[Items listed in a dataset]
___
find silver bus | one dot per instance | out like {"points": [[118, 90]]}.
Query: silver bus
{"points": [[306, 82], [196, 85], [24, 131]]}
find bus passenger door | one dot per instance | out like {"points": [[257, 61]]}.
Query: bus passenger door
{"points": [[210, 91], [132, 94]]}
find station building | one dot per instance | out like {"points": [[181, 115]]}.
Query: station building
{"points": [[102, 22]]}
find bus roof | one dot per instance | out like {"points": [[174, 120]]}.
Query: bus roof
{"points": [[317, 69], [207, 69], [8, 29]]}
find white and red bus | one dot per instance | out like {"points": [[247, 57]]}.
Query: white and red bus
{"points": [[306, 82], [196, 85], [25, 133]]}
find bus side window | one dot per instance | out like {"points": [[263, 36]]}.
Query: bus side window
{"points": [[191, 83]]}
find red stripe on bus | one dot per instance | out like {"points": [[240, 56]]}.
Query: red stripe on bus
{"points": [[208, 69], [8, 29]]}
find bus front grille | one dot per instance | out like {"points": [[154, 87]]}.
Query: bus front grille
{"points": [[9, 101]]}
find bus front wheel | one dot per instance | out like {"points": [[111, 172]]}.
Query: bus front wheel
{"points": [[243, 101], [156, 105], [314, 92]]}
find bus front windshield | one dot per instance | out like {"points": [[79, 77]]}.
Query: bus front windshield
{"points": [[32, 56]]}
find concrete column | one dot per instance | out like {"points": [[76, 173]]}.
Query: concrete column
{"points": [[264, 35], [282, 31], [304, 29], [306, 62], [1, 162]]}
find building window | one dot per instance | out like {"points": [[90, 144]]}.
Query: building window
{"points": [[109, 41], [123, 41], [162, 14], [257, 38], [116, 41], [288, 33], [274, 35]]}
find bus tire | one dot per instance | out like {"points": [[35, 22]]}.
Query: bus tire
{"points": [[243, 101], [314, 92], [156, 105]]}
___
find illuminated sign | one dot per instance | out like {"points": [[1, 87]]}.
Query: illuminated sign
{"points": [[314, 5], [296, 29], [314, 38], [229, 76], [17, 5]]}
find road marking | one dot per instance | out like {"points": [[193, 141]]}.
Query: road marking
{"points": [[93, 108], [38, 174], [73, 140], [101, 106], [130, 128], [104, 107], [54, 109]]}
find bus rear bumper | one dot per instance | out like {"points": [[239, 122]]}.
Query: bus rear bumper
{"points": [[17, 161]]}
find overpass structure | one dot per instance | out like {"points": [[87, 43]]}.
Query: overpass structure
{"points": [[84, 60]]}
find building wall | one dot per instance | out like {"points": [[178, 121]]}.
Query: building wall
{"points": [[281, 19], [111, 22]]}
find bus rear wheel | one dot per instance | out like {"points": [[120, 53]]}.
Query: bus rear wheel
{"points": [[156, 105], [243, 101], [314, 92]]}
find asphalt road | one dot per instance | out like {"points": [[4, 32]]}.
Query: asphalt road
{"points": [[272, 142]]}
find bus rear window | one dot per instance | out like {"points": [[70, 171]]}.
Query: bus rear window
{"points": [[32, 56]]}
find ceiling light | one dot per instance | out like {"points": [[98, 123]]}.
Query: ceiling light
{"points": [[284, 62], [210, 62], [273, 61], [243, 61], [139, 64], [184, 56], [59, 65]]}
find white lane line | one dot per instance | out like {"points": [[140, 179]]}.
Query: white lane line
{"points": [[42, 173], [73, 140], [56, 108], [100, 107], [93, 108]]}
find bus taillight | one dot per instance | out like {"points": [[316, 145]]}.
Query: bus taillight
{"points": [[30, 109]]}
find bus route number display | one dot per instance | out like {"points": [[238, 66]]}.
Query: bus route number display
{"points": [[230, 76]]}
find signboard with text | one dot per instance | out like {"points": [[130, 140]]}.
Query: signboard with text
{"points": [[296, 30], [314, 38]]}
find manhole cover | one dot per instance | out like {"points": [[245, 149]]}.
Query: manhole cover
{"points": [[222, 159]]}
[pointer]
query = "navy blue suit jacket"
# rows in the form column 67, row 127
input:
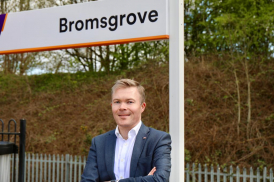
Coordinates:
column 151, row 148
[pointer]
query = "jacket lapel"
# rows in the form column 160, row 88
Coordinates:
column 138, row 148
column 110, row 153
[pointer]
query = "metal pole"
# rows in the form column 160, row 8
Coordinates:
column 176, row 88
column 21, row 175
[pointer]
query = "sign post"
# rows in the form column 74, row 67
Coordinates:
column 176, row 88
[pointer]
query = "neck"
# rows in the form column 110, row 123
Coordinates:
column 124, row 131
___
**EXERCISE GOAL**
Within the data above, the span starting at the line containing "Query: white lane line" and ending at the line containing "find manhole cover" is to be retyped exactly, with no other lines.

**SOLUTION BELOW**
Query: white lane line
{"points": [[42, 173], [73, 140], [56, 108], [100, 107], [93, 108]]}
find bus taillight | one dot per instance | out like {"points": [[316, 145]]}.
Query: bus taillight
{"points": [[30, 109]]}
find bus route number display | one dot per instance | out like {"points": [[238, 66]]}.
Query: bus route number display
{"points": [[230, 76]]}
find signboard with text | one dot per instance | out like {"points": [[130, 140]]}.
Query: signboard with text
{"points": [[296, 30], [314, 38]]}
find manhole cover | one dot per instance | out like {"points": [[245, 149]]}.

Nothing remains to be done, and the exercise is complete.